DESKRIPSI TUGAS
Jawablah pertanyaan berikut berdasarkan artikel tentang pelapisan sosial.
(a) Siapakah masyarakat non elite yang tinggal di kota?
(b) Golongan majikan pada masa Pemerintahan Kolonial terdiri dari siapa?
(c) Pada masa tanam paksa, ke daerah mana orang berpindah?

ARTIKEL
━━━━━━━━
3. Golongan Non Elite
Golongan non Elite merupakan gologan masyarakat kebanyakan dengan jumlahnya paling besar. Mereka memiliki berbagai keahlian seperti dalam bidang pertanian, pertukangan, pedagang kecil/kelontong sebagian besar mereka tinggal di desa. Sedangkan masyarakat non elite yang tinggal di kota adalah para seniman.
4. Golongan Hamba Sahaya
Golongan Hamba Sahaya merupakan masyarakat lapisan paling bawah. Mereka mengerjakan pekerjaan-pekerjaan yang paling berat. Mereka dapat menjadi golongan Hamba Sahaya jika mereka tidak dapat membayar hutang, tawanan perang, serta mereka yang diperoleh dengan membeli (Budak Belian). Perlakuan terhadap mereka tergantung kepada orang yang menjadi majikannya mereka dapat membebaskan diri jika majikannya memberikan kebebasan padanya.
Adapun Sistem Pelapisan Sosial masa Pemerintahan Kolonial sebagai berikut:
1. Golongan Penjajah dan Terjajah
Golongan penjajah merupakan golongan bangsa asing yang menguasai Indonesia dan memiliki peran yang penting dalam menentukan arah kekuasaan dan jalannya pemerintahan. Mereka sekedar menjajah untuk mendapatkan keuntungan dan menghalalkan segala cara. Golongan terjajah merupakan golongan yang menjadi tempat penindasan dan pemerasan yang dilakukan oleh penjajah. Mereka yang mengalami penderitaan dan kesengsaraan akibat penindasan dan pemerasan selalu dialaminya.
2. Golongan Majikan dan Buruh
Golongan majikan terdiri dari para pengusaha swasta asing. Pemilik perusahaan. Golongan buruh terdiri dari masyarakat yang bekerja pada perusahaan-perusahaan. Dari perkebunan-perkebunan tersebut hanya kaum pemilik modal yang memperoleh keuntungan sedangkan kaum buruh memperoleh upah yang kecil.
C. Mobilitas Sosial Penduduk dan Perubahan Demografia)
Mobilitas sosial Mobilitas sosial merupakan gerakan masyarakat atau perpindahan penduduk atau masyarakat dari satu daerah ke daerah lain. Mobilitas sosial yang terbesar di Indonesia terjadi karena :
a. Pada masa tanam paksa orang melakukan mobilitas sosial untuk menghindari berbagai kewajiban yang harus mereka jalani seperti kewajiban kerja paksa dan tanam paksa. Mereka berpindah ke daerah-daerah yang tidak ada kewajiban tanam paksanya.
━━━━━━━━
KUTIPAN DATA
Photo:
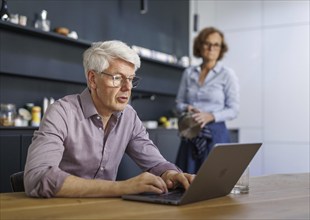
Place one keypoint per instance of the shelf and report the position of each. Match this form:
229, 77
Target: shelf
58, 37
38, 33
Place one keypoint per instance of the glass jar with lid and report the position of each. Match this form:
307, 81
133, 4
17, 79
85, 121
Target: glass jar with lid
7, 114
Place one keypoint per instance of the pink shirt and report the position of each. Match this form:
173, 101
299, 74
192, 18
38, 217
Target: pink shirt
71, 140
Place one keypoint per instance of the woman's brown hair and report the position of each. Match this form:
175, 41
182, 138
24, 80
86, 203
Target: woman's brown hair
202, 36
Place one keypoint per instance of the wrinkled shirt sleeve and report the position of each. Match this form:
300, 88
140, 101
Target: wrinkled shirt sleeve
146, 155
42, 176
231, 103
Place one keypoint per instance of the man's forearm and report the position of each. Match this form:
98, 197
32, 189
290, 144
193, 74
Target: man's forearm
79, 187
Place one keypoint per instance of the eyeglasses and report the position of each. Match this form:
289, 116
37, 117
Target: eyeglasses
208, 45
118, 80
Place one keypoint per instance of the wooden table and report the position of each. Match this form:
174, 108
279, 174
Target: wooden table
283, 196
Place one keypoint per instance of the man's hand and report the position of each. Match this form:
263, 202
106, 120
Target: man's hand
145, 182
172, 178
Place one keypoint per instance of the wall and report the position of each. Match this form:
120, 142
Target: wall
269, 50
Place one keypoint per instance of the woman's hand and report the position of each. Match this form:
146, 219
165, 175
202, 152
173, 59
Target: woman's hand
203, 118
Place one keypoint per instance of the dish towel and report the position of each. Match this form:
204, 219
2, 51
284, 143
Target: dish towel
200, 143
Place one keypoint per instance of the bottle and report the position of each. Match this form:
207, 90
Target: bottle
42, 22
36, 116
7, 114
4, 12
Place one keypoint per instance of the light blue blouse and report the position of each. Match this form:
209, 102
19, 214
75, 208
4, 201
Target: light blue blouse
218, 95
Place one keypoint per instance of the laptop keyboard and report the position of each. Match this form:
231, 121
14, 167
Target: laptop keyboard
171, 195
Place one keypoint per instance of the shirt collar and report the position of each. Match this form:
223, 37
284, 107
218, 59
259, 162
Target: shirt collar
216, 69
88, 106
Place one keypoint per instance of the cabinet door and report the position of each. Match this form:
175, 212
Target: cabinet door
168, 143
9, 159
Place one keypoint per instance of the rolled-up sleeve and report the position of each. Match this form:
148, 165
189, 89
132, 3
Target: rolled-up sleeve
42, 176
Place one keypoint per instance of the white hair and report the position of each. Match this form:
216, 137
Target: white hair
99, 55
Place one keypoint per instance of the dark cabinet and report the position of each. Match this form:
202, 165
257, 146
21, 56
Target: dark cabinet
14, 143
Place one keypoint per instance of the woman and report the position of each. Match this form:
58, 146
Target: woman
210, 93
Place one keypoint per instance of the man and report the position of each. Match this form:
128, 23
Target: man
82, 138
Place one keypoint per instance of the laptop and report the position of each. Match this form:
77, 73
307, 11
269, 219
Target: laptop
216, 177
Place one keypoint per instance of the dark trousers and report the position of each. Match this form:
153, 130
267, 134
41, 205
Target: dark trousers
185, 158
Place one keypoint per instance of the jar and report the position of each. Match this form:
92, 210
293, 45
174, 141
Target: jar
7, 114
36, 116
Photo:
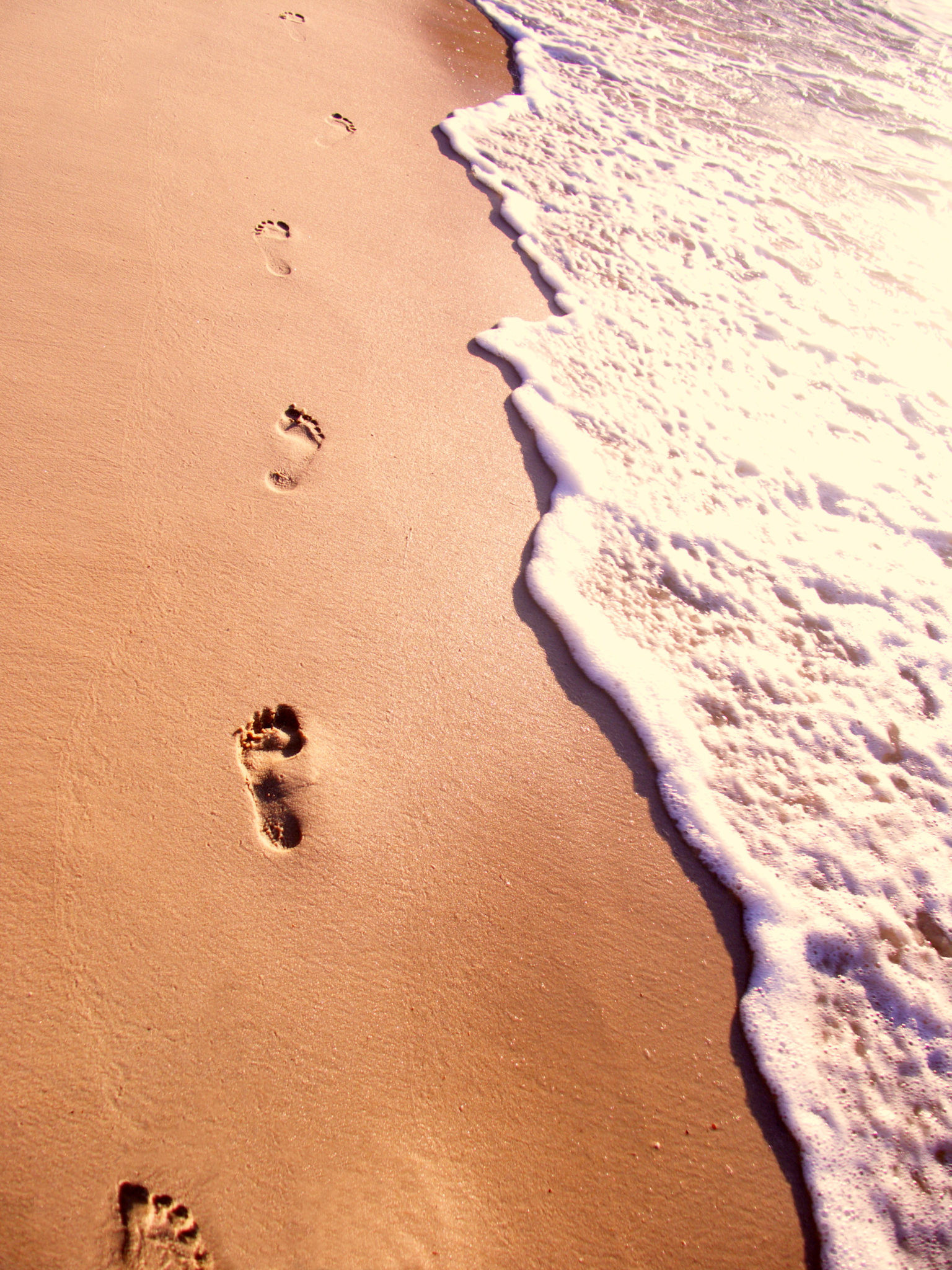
━━━━━━━━
HASIL
(a) Masyarakat non elite yang tinggal di kota adalah para seniman.
(b) Golongan majikan terdiri dari para pengusaha swasta asing.
(c) Mereka berpindah ke daerah-daerah yang tidak ada kewajiban tanam paksanya.